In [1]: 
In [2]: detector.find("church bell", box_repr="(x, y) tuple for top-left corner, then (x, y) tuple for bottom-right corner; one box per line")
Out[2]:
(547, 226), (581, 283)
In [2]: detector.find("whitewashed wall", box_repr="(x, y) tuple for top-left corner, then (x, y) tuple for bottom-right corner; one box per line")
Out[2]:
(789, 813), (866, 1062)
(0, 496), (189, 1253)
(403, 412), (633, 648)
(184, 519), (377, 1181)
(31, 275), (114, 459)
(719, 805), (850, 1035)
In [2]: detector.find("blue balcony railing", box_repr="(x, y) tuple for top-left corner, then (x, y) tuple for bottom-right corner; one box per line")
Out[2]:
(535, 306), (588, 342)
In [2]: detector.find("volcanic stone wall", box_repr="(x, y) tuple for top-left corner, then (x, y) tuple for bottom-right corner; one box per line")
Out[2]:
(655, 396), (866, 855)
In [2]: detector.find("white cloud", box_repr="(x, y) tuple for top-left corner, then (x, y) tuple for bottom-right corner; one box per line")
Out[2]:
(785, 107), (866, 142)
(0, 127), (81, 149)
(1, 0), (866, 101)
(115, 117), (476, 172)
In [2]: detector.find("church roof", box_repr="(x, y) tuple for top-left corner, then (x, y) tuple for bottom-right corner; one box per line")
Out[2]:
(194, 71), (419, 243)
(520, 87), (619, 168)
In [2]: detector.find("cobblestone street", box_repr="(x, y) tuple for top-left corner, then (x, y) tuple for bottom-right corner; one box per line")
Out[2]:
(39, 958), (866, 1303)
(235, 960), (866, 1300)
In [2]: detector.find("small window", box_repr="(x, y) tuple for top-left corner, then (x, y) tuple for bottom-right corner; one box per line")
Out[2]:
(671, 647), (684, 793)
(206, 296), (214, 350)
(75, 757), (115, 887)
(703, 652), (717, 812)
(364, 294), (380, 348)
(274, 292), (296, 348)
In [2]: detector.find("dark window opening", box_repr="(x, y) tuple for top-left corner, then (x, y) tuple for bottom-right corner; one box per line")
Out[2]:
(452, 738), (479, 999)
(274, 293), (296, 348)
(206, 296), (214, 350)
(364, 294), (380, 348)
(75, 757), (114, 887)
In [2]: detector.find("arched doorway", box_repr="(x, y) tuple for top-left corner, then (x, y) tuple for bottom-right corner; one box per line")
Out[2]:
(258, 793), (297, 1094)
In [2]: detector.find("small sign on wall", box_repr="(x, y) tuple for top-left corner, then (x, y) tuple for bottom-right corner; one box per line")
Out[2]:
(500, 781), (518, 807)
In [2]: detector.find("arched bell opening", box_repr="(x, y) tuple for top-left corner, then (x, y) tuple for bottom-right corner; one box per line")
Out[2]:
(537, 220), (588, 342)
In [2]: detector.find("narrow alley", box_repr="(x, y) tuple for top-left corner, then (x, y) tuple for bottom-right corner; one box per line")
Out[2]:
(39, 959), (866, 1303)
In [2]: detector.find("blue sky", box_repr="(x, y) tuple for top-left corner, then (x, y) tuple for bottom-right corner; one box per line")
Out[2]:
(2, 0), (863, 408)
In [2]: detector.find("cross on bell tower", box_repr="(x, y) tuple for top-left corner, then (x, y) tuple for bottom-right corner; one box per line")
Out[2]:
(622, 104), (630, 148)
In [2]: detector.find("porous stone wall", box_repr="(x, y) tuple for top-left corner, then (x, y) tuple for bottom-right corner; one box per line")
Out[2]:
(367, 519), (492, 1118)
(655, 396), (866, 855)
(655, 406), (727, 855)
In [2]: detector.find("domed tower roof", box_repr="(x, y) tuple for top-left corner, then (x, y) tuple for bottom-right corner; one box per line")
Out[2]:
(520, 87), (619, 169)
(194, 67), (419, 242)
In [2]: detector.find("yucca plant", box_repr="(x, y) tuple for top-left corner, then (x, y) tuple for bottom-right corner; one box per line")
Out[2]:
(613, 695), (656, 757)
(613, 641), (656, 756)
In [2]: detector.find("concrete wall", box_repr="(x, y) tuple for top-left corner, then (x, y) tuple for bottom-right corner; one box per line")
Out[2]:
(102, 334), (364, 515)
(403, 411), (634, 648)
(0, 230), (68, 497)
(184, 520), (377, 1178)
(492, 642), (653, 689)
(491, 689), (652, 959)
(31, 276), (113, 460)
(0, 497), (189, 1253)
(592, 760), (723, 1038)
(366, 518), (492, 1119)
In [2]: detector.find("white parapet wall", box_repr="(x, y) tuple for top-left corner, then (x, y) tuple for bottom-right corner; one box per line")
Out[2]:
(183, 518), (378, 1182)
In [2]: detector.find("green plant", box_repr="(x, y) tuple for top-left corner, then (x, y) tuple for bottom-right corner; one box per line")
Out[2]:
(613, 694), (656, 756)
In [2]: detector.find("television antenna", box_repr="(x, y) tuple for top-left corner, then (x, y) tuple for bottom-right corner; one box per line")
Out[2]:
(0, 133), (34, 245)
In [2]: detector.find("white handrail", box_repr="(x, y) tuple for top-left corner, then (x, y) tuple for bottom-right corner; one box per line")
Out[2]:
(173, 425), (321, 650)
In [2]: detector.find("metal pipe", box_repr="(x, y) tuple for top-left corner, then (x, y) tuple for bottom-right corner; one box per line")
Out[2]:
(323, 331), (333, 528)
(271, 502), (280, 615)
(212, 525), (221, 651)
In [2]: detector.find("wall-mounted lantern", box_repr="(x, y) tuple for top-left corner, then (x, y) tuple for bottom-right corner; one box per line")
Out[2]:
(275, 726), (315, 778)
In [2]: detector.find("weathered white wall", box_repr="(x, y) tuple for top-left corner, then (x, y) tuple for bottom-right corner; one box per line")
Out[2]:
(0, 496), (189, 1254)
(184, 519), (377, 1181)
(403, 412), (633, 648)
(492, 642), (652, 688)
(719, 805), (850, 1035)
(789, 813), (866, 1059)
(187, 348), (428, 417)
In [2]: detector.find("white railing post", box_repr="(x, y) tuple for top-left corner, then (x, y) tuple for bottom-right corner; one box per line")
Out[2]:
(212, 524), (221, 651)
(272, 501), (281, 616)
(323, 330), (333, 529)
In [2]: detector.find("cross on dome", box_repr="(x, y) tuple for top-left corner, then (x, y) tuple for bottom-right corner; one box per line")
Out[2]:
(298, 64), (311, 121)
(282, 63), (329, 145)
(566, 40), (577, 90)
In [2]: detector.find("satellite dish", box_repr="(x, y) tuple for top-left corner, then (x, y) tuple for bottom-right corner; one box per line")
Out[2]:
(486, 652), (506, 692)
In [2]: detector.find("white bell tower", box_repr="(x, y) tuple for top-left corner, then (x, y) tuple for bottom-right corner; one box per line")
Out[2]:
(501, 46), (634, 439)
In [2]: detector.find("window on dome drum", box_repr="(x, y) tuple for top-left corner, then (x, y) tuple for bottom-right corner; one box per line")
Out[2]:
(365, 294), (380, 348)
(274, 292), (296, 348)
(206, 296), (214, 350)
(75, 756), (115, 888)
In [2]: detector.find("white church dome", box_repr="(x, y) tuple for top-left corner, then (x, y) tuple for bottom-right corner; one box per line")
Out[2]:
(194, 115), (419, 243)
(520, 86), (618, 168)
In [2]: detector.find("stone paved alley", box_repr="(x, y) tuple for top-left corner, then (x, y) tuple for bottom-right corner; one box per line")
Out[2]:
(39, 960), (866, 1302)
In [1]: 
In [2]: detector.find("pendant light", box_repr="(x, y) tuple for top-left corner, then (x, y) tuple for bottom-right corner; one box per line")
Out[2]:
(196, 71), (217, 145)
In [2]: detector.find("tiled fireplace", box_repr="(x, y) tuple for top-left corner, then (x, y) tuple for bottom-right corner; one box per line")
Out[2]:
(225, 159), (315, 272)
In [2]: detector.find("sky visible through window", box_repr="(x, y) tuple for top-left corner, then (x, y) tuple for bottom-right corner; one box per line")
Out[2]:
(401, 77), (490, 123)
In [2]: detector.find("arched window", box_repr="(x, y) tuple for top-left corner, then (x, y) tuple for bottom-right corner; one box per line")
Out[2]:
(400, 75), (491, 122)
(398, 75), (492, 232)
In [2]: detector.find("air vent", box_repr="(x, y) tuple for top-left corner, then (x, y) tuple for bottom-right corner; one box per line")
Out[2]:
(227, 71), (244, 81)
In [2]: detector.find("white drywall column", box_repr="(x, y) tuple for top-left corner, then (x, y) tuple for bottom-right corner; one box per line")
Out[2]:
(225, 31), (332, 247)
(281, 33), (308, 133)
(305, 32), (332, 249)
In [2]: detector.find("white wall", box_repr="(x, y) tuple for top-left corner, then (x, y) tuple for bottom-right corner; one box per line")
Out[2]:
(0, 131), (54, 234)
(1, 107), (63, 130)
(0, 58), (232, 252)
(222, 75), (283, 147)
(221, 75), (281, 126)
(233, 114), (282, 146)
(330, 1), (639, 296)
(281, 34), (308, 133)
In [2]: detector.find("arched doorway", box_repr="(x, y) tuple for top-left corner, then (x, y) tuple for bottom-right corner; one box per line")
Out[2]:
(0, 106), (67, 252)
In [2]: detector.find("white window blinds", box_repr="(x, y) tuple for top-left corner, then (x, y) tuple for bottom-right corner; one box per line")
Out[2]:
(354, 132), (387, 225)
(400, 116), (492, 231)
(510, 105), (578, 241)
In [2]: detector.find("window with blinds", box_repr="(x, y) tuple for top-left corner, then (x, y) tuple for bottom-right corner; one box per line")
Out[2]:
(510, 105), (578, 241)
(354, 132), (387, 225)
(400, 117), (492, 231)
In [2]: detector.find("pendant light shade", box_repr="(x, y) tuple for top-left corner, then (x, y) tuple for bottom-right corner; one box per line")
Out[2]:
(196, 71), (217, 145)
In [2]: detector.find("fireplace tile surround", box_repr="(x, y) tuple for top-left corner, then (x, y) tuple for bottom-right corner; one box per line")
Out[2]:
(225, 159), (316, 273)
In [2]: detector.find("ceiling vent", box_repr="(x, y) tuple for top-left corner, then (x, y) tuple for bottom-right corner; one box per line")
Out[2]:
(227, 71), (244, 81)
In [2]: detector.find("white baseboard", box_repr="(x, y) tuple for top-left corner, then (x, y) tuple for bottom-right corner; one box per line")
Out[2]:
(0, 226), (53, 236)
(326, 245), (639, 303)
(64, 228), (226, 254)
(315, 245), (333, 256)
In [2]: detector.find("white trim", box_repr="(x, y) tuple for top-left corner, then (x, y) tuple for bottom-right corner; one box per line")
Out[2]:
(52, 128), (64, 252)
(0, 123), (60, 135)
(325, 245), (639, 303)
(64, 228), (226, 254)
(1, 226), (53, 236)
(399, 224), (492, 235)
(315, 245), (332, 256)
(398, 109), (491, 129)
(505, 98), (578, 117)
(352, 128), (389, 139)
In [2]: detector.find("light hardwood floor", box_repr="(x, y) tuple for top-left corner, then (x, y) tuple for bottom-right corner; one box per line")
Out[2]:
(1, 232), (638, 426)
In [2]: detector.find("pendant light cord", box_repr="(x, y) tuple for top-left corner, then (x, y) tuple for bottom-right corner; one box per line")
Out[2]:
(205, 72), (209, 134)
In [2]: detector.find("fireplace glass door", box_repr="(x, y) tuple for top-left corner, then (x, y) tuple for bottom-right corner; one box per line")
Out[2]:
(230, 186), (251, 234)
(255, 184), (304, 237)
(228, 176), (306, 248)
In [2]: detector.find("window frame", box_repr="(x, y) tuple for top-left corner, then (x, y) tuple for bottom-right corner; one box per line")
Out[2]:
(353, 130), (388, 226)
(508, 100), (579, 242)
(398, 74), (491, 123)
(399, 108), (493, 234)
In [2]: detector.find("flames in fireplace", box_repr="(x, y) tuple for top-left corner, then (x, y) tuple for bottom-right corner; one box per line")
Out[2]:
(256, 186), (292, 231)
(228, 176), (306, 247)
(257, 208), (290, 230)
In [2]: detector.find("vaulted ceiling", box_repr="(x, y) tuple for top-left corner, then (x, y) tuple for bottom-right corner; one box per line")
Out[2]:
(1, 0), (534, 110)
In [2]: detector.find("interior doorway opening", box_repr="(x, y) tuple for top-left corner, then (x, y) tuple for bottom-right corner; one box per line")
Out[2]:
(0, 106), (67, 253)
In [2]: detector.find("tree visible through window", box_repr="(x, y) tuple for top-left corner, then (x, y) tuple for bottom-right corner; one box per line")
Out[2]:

☆ ☆ ☆

— What this task involves —
Filter the entries down to the lines holding the string "blinds". Copy each of those lines.

— Worked solution —
In [2]: detector.find("white window blinds", box_repr="(x, y) tuple for top-left corner, then (x, y) tuple for bottom-right corner; one box per line")
In [2]: detector.find("window with blinds", box_repr="(x, y) tuple for top-left corner, then (x, y) tuple for bottom-right corner; one box per line")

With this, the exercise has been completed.